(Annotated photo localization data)
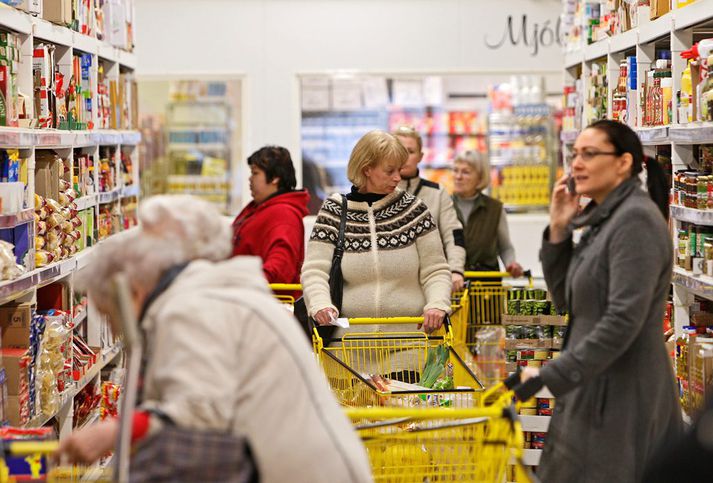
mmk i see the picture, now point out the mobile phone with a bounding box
[566,175,576,194]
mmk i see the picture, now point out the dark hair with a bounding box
[588,120,669,219]
[247,146,297,192]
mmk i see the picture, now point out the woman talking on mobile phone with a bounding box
[515,120,681,482]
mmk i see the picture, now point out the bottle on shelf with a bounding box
[680,61,693,124]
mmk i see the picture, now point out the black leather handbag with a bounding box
[294,194,348,341]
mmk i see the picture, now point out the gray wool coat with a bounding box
[538,178,683,483]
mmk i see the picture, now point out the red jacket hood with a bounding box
[237,189,310,222]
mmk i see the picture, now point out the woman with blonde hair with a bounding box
[451,150,523,277]
[302,130,452,335]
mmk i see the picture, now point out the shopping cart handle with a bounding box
[269,283,302,292]
[347,316,451,331]
[5,440,60,456]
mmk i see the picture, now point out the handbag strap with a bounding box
[334,194,348,258]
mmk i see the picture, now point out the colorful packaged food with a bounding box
[35,250,54,267]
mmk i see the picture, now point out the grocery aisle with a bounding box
[0,0,711,481]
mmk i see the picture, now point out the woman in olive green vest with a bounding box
[451,151,523,277]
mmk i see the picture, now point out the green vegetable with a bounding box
[419,345,450,388]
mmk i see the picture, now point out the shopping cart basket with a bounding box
[345,382,535,483]
[312,317,485,408]
[463,271,533,388]
[0,439,112,483]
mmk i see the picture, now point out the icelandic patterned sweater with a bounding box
[302,188,452,328]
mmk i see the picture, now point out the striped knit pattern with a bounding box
[310,190,437,252]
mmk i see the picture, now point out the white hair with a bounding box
[78,195,231,314]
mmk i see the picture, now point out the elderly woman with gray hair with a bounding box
[451,151,523,277]
[57,195,372,483]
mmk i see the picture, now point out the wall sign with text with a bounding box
[485,15,564,57]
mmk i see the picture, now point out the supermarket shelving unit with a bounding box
[560,0,713,425]
[0,2,139,441]
[165,98,233,213]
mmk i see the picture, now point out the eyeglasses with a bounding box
[566,150,619,164]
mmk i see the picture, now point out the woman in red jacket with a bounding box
[232,146,310,284]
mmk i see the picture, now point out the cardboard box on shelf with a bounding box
[650,0,670,20]
[502,315,568,326]
[5,394,29,426]
[504,338,553,350]
[35,153,61,201]
[0,304,32,348]
[42,0,72,26]
[1,347,29,395]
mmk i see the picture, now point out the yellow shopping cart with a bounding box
[345,380,536,483]
[0,439,112,483]
[312,317,486,408]
[463,271,533,388]
[268,283,302,308]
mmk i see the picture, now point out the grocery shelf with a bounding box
[121,185,140,198]
[521,449,542,466]
[94,130,123,145]
[635,126,670,145]
[78,410,100,430]
[35,130,75,148]
[584,38,609,61]
[168,142,228,151]
[118,49,137,70]
[609,28,638,53]
[25,343,122,428]
[0,271,36,306]
[98,188,121,204]
[73,131,96,148]
[74,194,98,211]
[73,308,88,327]
[120,131,142,145]
[72,32,98,54]
[97,43,119,63]
[0,209,34,228]
[638,12,674,44]
[672,266,713,302]
[0,241,107,306]
[564,50,583,69]
[673,0,713,30]
[520,415,551,432]
[75,245,96,271]
[37,258,77,288]
[561,130,578,144]
[670,205,713,225]
[0,4,33,34]
[0,128,141,149]
[31,17,74,46]
[0,127,38,149]
[669,124,713,144]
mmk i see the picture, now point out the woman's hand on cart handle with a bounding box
[505,262,524,278]
[314,307,339,326]
[57,419,118,465]
[451,273,465,293]
[419,308,446,333]
[549,175,580,243]
[520,366,540,383]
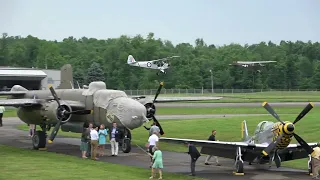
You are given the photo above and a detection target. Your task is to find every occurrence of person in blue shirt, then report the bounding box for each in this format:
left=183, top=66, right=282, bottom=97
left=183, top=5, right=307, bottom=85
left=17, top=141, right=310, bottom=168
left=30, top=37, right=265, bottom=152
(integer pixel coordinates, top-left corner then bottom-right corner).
left=98, top=124, right=108, bottom=156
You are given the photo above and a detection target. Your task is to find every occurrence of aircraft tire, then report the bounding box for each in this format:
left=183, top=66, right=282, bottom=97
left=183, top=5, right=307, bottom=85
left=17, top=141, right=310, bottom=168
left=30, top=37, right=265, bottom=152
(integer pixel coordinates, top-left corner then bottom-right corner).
left=236, top=161, right=244, bottom=173
left=121, top=138, right=131, bottom=153
left=32, top=131, right=46, bottom=150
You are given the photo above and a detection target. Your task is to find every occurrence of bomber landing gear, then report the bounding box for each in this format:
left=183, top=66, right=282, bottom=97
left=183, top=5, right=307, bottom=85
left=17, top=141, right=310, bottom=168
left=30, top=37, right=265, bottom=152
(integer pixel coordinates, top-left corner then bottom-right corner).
left=32, top=124, right=47, bottom=150
left=120, top=128, right=132, bottom=153
left=234, top=147, right=244, bottom=175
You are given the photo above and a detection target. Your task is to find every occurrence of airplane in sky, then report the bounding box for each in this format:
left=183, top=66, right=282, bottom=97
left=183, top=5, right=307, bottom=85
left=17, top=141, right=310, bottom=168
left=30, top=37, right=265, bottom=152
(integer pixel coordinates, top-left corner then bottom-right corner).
left=127, top=55, right=180, bottom=75
left=230, top=61, right=276, bottom=67
left=160, top=102, right=319, bottom=175
left=0, top=64, right=222, bottom=152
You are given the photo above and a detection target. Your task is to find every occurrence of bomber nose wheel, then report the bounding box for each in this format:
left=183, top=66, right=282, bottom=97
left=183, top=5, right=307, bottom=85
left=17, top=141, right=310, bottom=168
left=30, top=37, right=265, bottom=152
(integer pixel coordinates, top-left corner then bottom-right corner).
left=121, top=128, right=132, bottom=153
left=32, top=131, right=46, bottom=150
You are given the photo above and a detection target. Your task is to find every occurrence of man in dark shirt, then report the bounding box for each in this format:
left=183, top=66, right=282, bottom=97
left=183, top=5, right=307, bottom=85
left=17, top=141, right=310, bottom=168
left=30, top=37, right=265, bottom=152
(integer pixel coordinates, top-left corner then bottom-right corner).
left=185, top=142, right=201, bottom=176
left=204, top=130, right=221, bottom=166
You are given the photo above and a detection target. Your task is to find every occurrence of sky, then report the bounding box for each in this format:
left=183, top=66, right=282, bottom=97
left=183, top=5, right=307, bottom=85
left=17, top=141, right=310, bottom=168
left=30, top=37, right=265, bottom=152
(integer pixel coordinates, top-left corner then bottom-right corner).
left=1, top=0, right=319, bottom=46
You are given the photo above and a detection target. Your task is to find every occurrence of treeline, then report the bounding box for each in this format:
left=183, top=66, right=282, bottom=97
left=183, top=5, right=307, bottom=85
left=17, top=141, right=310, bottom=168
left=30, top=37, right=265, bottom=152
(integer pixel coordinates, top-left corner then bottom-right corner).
left=1, top=32, right=320, bottom=90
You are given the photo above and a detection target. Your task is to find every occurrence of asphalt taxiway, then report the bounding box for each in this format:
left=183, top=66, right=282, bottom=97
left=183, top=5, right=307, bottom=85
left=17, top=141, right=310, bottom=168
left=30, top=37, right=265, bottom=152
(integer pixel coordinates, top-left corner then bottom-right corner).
left=0, top=117, right=312, bottom=180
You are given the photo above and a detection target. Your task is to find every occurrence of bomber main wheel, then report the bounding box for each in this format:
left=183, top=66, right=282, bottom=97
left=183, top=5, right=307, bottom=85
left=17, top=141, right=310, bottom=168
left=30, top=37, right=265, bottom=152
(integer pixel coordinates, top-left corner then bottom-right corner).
left=32, top=131, right=46, bottom=150
left=122, top=138, right=132, bottom=153
left=236, top=161, right=244, bottom=173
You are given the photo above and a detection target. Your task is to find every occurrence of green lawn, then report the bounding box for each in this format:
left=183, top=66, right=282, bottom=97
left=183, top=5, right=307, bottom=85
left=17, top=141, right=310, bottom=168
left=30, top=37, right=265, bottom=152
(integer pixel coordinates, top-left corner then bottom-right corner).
left=0, top=145, right=203, bottom=180
left=16, top=110, right=319, bottom=170
left=3, top=109, right=17, bottom=117
left=156, top=106, right=309, bottom=115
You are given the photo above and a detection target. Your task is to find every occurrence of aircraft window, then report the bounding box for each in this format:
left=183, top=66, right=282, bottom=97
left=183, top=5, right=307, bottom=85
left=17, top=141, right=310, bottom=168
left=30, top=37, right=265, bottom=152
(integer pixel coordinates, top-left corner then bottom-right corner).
left=259, top=122, right=266, bottom=132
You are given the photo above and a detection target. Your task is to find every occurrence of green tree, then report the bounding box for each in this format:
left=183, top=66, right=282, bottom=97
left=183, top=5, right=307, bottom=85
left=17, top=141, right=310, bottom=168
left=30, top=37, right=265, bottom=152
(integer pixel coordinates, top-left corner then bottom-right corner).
left=85, top=62, right=105, bottom=84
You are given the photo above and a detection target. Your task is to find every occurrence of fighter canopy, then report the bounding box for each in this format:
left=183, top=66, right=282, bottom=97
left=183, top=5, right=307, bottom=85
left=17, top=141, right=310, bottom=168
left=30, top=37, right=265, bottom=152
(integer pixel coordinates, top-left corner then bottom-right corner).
left=261, top=102, right=315, bottom=156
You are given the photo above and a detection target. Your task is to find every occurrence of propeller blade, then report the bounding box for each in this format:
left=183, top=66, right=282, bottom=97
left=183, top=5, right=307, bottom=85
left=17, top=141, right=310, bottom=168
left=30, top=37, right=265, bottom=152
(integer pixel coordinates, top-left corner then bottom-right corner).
left=152, top=115, right=164, bottom=135
left=48, top=121, right=61, bottom=143
left=293, top=102, right=314, bottom=124
left=49, top=86, right=61, bottom=107
left=293, top=133, right=314, bottom=154
left=262, top=102, right=285, bottom=124
left=153, top=82, right=164, bottom=103
left=262, top=134, right=283, bottom=156
left=66, top=109, right=93, bottom=115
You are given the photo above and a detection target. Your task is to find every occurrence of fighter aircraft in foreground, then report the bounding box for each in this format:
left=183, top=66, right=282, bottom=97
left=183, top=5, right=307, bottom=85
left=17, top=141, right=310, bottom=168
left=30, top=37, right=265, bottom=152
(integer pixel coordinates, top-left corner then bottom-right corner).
left=0, top=64, right=222, bottom=153
left=160, top=102, right=319, bottom=175
left=127, top=55, right=180, bottom=75
left=229, top=61, right=276, bottom=67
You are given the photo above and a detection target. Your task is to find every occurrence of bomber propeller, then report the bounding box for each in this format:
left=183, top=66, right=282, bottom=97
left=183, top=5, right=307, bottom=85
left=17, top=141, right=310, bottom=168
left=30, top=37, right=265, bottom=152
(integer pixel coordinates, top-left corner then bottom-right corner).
left=261, top=102, right=315, bottom=157
left=145, top=82, right=165, bottom=135
left=48, top=86, right=92, bottom=143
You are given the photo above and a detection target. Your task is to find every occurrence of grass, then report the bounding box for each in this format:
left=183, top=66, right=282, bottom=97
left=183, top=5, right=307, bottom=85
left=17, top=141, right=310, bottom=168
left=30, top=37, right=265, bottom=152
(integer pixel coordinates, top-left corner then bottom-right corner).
left=0, top=145, right=203, bottom=180
left=156, top=106, right=309, bottom=115
left=16, top=109, right=320, bottom=170
left=3, top=109, right=17, bottom=117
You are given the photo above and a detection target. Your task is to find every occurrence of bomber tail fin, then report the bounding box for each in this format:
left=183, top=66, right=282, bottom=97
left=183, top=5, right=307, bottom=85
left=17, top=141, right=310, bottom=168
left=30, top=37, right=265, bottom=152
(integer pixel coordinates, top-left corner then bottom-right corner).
left=57, top=64, right=73, bottom=89
left=127, top=55, right=136, bottom=64
left=241, top=120, right=250, bottom=141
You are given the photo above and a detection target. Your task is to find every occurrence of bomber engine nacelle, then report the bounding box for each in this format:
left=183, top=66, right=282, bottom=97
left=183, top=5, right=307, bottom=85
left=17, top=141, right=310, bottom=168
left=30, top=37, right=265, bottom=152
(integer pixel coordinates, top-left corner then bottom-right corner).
left=43, top=100, right=72, bottom=124
left=135, top=98, right=156, bottom=119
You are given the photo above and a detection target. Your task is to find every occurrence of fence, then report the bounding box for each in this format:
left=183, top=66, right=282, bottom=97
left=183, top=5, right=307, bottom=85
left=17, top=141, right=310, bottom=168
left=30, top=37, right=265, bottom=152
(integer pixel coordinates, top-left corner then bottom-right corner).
left=122, top=89, right=320, bottom=96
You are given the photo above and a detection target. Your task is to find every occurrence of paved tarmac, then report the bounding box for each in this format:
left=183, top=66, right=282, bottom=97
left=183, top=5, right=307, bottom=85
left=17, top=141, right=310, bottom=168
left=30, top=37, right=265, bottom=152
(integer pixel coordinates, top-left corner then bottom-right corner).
left=156, top=102, right=320, bottom=108
left=0, top=117, right=312, bottom=180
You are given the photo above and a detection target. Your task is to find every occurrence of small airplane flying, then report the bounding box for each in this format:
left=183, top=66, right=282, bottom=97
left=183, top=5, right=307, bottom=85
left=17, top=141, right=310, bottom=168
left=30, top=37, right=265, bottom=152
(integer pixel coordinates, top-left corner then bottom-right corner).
left=127, top=55, right=180, bottom=75
left=0, top=64, right=222, bottom=153
left=230, top=61, right=276, bottom=67
left=160, top=102, right=319, bottom=175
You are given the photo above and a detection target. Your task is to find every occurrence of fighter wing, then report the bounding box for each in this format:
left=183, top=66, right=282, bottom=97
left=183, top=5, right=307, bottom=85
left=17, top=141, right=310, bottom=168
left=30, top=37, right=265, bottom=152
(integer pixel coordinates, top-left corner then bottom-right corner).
left=0, top=99, right=43, bottom=106
left=154, top=97, right=223, bottom=102
left=279, top=143, right=319, bottom=161
left=160, top=137, right=266, bottom=159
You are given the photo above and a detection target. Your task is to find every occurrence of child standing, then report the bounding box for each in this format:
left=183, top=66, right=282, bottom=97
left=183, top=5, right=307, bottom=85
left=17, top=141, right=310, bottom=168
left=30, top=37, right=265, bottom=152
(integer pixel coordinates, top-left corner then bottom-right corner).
left=150, top=146, right=163, bottom=179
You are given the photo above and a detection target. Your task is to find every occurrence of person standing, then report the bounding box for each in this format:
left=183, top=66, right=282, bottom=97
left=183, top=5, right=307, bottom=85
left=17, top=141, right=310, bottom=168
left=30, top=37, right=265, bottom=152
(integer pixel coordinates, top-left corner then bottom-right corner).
left=144, top=122, right=160, bottom=136
left=311, top=147, right=320, bottom=179
left=149, top=146, right=163, bottom=179
left=204, top=130, right=221, bottom=166
left=148, top=131, right=159, bottom=168
left=98, top=124, right=108, bottom=156
left=29, top=124, right=36, bottom=137
left=185, top=142, right=201, bottom=176
left=90, top=125, right=99, bottom=160
left=109, top=122, right=120, bottom=156
left=86, top=123, right=93, bottom=157
left=80, top=126, right=90, bottom=158
left=0, top=106, right=5, bottom=127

Activity: If a line of the records above contains the word "person", count it; give only the total.

Response area: 2